**EXTRACTED ENTRIES**
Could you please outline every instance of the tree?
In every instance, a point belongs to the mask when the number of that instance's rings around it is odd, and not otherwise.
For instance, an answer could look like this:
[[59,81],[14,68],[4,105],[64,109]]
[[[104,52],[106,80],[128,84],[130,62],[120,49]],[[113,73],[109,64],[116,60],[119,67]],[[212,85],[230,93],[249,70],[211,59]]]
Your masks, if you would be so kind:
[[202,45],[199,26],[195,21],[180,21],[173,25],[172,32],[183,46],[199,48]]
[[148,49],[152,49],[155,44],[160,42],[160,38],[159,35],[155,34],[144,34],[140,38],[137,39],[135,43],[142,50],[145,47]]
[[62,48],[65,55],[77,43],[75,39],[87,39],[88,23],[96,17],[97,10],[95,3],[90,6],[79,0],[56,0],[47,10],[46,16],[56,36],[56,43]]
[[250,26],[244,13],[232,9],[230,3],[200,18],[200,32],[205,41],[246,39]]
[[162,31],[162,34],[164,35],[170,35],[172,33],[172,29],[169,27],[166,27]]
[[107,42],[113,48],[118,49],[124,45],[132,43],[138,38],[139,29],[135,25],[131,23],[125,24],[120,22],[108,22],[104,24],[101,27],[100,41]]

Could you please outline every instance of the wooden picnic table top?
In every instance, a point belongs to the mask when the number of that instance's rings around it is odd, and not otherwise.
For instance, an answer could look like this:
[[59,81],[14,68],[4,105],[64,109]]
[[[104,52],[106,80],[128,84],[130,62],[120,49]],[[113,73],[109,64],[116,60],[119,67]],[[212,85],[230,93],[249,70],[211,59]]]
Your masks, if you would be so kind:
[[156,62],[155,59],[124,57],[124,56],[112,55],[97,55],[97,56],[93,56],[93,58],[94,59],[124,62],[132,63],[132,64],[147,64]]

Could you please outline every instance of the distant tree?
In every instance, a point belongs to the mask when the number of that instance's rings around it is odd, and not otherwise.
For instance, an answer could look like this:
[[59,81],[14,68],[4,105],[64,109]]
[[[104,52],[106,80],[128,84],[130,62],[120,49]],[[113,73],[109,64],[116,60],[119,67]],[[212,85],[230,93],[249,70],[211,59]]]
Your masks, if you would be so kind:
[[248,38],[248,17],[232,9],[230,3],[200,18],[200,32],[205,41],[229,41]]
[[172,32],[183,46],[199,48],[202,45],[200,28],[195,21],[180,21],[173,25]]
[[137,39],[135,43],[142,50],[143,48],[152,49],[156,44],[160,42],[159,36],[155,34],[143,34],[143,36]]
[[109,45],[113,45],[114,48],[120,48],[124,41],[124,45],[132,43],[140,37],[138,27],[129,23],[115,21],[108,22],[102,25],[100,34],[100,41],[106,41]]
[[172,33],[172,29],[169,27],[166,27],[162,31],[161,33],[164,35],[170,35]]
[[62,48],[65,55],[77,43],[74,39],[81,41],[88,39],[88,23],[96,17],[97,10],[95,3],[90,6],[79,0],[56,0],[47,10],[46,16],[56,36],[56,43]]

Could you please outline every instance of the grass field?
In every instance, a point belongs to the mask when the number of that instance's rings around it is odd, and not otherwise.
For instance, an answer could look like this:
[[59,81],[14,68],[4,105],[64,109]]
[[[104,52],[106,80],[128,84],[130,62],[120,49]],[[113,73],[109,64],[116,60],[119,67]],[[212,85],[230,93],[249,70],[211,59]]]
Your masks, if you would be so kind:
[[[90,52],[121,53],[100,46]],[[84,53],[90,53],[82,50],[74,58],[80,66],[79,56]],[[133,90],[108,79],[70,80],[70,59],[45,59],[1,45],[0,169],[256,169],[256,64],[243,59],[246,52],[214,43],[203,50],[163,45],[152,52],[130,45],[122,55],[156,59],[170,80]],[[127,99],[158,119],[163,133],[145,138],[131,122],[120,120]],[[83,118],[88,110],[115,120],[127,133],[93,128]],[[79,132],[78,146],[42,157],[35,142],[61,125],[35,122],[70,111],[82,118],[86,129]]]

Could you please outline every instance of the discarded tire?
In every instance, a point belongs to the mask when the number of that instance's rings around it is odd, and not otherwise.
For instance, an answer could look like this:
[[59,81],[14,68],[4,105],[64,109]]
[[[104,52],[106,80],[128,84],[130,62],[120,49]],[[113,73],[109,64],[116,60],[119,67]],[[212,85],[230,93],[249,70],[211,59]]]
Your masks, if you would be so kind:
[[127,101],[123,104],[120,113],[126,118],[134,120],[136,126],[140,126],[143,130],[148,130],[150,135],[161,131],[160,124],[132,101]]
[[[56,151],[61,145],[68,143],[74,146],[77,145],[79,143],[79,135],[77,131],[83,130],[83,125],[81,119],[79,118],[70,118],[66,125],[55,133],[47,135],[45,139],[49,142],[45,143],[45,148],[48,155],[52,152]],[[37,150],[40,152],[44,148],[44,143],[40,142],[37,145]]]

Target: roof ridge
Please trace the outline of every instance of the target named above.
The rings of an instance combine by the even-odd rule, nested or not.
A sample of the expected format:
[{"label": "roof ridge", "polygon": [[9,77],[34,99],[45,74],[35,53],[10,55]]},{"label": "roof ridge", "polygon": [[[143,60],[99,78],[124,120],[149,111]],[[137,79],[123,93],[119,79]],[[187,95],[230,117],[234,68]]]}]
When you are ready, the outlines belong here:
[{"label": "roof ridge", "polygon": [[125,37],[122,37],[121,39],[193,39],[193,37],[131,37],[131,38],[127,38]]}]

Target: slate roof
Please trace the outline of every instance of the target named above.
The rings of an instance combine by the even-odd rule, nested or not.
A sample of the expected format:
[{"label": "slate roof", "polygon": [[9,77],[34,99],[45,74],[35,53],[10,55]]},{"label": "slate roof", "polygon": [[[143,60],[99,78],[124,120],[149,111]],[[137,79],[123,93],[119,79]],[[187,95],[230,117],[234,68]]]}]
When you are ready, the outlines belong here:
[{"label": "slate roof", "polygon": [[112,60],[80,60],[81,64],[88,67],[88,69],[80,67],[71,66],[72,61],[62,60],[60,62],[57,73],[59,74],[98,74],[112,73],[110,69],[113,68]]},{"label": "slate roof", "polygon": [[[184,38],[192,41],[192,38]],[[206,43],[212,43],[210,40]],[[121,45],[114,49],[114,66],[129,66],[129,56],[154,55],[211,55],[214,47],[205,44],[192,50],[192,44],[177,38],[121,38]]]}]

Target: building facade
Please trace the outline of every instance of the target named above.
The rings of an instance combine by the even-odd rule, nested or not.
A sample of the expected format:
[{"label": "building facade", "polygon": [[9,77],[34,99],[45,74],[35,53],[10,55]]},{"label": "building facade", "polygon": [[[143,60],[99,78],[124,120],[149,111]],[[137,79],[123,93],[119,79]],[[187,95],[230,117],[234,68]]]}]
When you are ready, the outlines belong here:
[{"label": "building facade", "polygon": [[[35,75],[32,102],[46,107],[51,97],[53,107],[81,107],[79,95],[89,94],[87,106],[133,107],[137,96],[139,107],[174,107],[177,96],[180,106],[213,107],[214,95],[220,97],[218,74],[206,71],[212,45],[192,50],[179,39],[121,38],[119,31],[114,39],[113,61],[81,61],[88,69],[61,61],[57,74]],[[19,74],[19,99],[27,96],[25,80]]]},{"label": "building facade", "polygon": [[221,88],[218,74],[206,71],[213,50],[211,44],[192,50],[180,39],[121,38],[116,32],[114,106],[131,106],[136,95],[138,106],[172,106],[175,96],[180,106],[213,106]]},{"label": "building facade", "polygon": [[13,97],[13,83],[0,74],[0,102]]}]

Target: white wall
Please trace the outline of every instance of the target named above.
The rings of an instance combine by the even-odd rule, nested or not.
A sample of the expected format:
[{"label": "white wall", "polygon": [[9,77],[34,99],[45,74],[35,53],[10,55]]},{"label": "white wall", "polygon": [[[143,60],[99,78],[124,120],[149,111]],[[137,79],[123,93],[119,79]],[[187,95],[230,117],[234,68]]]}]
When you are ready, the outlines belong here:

**WHAT IS REQUIRED**
Repeat exactly the lines from the one containing "Target: white wall" through the last line of the records above, both included, and nothing else.

**FINAL ANSWER**
Target: white wall
Please trace the outline of every instance of the target named above.
The rings of an instance combine by the even-odd rule, nested or not.
A sample of the expected format:
[{"label": "white wall", "polygon": [[9,77],[34,99],[45,74],[35,53],[10,55]]},{"label": "white wall", "polygon": [[[143,60],[99,78],[124,120],[149,111]],[[137,79],[123,93],[119,79]],[[187,95],[230,117],[234,68]]]}]
When you are ready, the outlines belong here:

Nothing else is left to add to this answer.